◆ **Passage shown**
* start *

Let me clarify: We have a certain amount of latency when streaming games from both local and internet servers. In either case, how do we improve that latency and what limits will we run in to as the technology progresses?
Theoretically, the latency between the streamer and viewers could be zero or near zero.
For playing games online, the minimum possible latency is the speed of light delay. We’re pretty much already at the limit for that one, and we’re even using a lot of pretty clever techniques to mitigate latency such as lag compensation.
Ooh, we're not at the speed of light as a limit yet, are we? Do you mean "point A to point B" on fibre, or do you actually mean full on "routed-over-the-internet"?
Even with fibre (which is slower than the speed of light), you're never going in a straight line. And, at least where I live, you're often back-tracking across the continent before your traffic makes it to the end destination, with ISPs caring more about saving money than routing traffic quickly.
For most of us, there is no difference though; you get what you get.
I live in a nice neighborhood but I won’t ever get fiber… we have underground utilities and this area is served by coaxial cable. There’s no way in hell they are digging up miles of streets to lay fiber; you get what you get.
My ISP latency is like 16-20ms but when sim racing it just depends on where the race server is (and where my competitors are). As someone on the US west coast, if I’m matched with folks in EU and some others in AUS/NZ, the server will likely be in EU and my ping will be > 200. My Aussie competitors will be dealing with 300-400.
It’s not impossible to share a track at those latencies, but for close racing or a competitive shooter… errrr that just doesn’t work.
The fact that I’m always at around 200ms for EU servers might be improved if we could run a single strand of fiber from my house to the EU sever (37ms!) but there would still be switching delays, etc. so yeah the speed of light is the limit, but to your point, there’s a lot of other stuff that adds overhead.

* end *

◆ **Supplied information**
* start *

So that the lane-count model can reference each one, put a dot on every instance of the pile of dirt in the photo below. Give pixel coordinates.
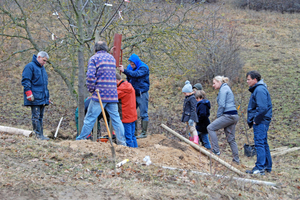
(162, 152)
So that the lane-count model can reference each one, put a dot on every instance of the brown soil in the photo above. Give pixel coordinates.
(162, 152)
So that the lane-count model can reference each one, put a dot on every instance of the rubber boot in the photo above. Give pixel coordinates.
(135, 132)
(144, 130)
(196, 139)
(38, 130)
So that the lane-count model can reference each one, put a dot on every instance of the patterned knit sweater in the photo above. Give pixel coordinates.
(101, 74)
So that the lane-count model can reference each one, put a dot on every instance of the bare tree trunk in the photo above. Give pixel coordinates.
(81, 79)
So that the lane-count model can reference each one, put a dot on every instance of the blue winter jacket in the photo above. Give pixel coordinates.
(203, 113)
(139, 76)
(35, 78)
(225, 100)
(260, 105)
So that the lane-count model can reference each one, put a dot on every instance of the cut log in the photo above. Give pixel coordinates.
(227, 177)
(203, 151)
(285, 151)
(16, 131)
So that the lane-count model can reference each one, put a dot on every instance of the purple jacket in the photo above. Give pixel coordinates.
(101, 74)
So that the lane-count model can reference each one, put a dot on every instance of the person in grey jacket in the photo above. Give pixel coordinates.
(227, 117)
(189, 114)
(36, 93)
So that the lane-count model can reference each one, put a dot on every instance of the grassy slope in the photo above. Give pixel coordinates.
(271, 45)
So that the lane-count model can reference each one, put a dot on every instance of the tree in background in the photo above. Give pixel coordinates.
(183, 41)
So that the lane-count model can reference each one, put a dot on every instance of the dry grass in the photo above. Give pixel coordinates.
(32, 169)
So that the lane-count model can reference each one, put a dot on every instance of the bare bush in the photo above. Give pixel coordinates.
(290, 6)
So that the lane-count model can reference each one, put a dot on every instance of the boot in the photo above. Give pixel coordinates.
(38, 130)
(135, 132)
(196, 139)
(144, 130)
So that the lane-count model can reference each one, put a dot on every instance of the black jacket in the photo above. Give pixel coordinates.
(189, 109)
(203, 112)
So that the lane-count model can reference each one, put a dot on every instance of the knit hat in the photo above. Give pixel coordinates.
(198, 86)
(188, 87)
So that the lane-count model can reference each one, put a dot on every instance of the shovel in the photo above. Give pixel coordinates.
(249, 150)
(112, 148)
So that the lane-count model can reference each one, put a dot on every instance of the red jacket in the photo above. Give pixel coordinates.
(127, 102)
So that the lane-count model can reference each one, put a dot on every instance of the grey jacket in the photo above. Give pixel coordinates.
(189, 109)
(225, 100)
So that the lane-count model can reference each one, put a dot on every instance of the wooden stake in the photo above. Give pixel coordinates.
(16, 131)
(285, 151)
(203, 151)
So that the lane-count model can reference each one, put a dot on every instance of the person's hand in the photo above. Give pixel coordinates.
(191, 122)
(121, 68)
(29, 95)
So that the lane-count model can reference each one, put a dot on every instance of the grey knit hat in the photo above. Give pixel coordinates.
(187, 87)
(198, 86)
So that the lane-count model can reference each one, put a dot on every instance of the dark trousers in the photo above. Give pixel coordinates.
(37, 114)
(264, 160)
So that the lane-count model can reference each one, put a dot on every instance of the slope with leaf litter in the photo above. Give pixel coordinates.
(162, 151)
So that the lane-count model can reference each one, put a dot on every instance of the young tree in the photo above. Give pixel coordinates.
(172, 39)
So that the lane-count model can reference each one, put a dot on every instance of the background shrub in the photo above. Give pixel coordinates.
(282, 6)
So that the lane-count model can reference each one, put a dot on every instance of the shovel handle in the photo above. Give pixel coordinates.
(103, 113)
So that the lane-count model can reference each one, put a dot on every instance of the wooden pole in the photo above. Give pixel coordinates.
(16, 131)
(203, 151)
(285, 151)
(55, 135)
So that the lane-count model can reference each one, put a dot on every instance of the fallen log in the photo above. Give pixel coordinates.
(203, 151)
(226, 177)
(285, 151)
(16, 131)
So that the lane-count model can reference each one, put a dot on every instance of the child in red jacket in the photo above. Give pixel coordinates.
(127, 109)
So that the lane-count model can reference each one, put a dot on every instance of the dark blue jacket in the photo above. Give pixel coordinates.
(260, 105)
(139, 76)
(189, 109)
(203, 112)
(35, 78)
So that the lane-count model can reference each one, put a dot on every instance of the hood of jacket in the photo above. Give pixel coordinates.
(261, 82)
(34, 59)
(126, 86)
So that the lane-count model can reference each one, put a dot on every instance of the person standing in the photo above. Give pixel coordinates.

* end *

◆ **Instructions**
(a) In the latency discussion, what ISP latency does the sim racer on the US west coast report?
(b) Continue the latency discussion from where it stops.

◆ **Answers in order**
(a) About 16-20ms.

(b)
Even with fibre (which is slower than the speed of light)
This makes no sense. Are you referring to the speed of light in a vacuum? Fiber transmits data using photons which travel at the speed of light. While, yes, there is often some slowing of signals depending on whether the fiber is single-mode or multi-mode and whether the fiber has intentionally been doped, it’s close enough to the theoretical maximum speed that it’s not really worth splitting hairs (heh) over
There are additionally some delays added during signal processing (modulation and demodulation from the carrier to layer 3) but again this is so fast at this point it’s not really conceivably going to get much faster.
The bottleneck really is contention vs. throughput, rather than the media or modulation/demodulation slash encoding/decoding.
At least to the best of my knowledge!
you’re often back-tracking across the continent before your traffic makes it to the end destination, with ISPs caring more about saving money than routing traffic quickly
That’s generally not how routing works - your packets might take different routes depending on different conditions. Just like how you might take a different road home if you know that there’s roadworks or if the schools are on holiday, it can be genuinely much faster for your packets to take a diversion to avoid, say, a router that’s having a bad day.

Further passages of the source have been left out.